◆ **PROBLEM REQUIREMENTS**:
Pick up the article below on the BJP–NDA defeat in the 2004 Indian elections after its last sentence, and continue writing it.

◆ **PASSAGE**:
+++

PUCL Bulletin, July 2004

Elections - The wrath of people

-- By Rajindar Sachar

The BJP – NDA electoral defeat is a tribute to the inherent strength and pluralistic philosophy of people of India, and a final blow to the divisive agenda of BJP. But it would be wrong to jump to the conclusion that it is a signal for the revival of the glory of Congress party. The truth is that it was a combination of left and other secular parties which consolidated the various castes and special groups and which resulted in a wave of anti-BJP sentiment.

In this process of consolidation the yeomen contribution of Sarvodaees, Gandhians, and other NGOs, like People’s Union for Civil Liberties (PUCL) a body founded by Jayaprakash Narain who normally keep away from party politics but overcame their inhibitions and sensing the danger of communally divisive functioning of BJP gave up their long standing objection to taking part in party politics and worked hard and succeeded in creating a peoples movement with one slogan of ‘Defeat BJP’. This voice coming from the genuinely concerned people created an atmosphere to the benefit of Congress.

I do not agree with those who fault B.J.P. for advancing the elections. Having won state assembly election in Rajasthan/M.P. against all poll prediction it would have been politically unwise not to advance the polls - it really failed because it contemptuously ignored the negative factors and the ground reality.

+++

◆ **ENTRIES**:
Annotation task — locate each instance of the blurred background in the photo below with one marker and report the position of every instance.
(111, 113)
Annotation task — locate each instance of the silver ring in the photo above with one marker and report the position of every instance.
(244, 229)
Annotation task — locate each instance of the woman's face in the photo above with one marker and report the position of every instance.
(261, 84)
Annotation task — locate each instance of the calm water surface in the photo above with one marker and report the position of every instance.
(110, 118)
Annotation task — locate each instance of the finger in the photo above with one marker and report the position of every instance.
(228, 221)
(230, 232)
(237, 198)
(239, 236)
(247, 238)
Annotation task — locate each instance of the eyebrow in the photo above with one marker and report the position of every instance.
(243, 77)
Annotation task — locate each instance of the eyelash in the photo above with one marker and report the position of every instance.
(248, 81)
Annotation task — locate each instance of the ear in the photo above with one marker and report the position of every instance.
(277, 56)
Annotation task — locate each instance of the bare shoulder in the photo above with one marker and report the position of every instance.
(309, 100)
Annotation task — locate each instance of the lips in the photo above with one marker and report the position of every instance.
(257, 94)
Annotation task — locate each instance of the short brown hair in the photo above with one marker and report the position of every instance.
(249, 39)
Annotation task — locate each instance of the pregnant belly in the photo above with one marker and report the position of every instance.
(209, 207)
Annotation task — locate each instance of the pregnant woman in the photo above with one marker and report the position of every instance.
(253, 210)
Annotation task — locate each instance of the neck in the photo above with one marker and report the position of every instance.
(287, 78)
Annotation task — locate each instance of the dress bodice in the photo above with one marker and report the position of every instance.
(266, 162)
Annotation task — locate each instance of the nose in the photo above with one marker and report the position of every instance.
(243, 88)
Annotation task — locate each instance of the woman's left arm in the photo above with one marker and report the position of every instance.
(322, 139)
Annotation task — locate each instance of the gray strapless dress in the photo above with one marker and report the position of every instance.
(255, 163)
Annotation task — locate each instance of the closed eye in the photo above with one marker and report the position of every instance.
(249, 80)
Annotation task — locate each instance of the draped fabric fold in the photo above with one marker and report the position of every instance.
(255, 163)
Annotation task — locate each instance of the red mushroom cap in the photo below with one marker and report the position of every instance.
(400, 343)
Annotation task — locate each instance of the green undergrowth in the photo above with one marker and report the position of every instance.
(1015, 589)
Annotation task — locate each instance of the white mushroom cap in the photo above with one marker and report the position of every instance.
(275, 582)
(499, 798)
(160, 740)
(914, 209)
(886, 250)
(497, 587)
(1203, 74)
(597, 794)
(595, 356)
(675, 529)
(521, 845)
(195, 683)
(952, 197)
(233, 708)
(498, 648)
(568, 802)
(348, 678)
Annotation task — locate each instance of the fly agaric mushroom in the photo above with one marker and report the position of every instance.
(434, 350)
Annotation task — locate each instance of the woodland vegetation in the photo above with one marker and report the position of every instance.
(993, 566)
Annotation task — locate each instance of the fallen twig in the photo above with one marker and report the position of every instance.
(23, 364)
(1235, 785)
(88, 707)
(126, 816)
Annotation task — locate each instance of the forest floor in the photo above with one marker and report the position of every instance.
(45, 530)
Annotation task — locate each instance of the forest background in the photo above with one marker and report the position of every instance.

+++

◆ **OUTPUT FOR THIS TASK**:
One big reason for the defeat of BJP which is not being noticed is the arrogance of power which had enveloped its backroom younger and even some of older leadership and who were totally cut off from the people living in their slums and agricultural fields. The party deceived itself into thinking that when even known critics of BJP praised Prime Minister Vajpayee for his moderation (though always pointing out the contradictory positions he look in any moral crisis like Gujarat Carnage), its mandate from the people was assured. This was a fatal and unthinking conclusion. Praise for Prime Minister was a distinct sentiment unaccompanied by any corresponding sentiment in favour of the B.J.P.

BJP further compounded its folly by its alliance with Jayalalithaa who had acted so oppressively against government servant who had gone on strikes, thus alienating millions of government servants and their families.
Then there was the suicidal death wish slogan of ‘India shining’ and ‘feel good’. That any political party could feel good with admittedly 30% of population (which is equivalent to the total population of Indian Subcontinent of pre-August 1947) showed the disdain of BJP’s young leadership to the poor. That is why flaunting a few lakhs for new employment by IT, expansion while ignoring millions of unemployed on the street because of throwing open the market to foreign corporations could hardly endear BJP to the poor voter.

I am not saying that Congress had necessarily any sober approach to the poor. But the voter looks at the conduct of ruling party; the opposition can go on giving promises without being caught – Congress also had to pay the price of its neglect of the poor during its rule in Rajasthan, Madhya Pradesh Karnataka, and Punjab.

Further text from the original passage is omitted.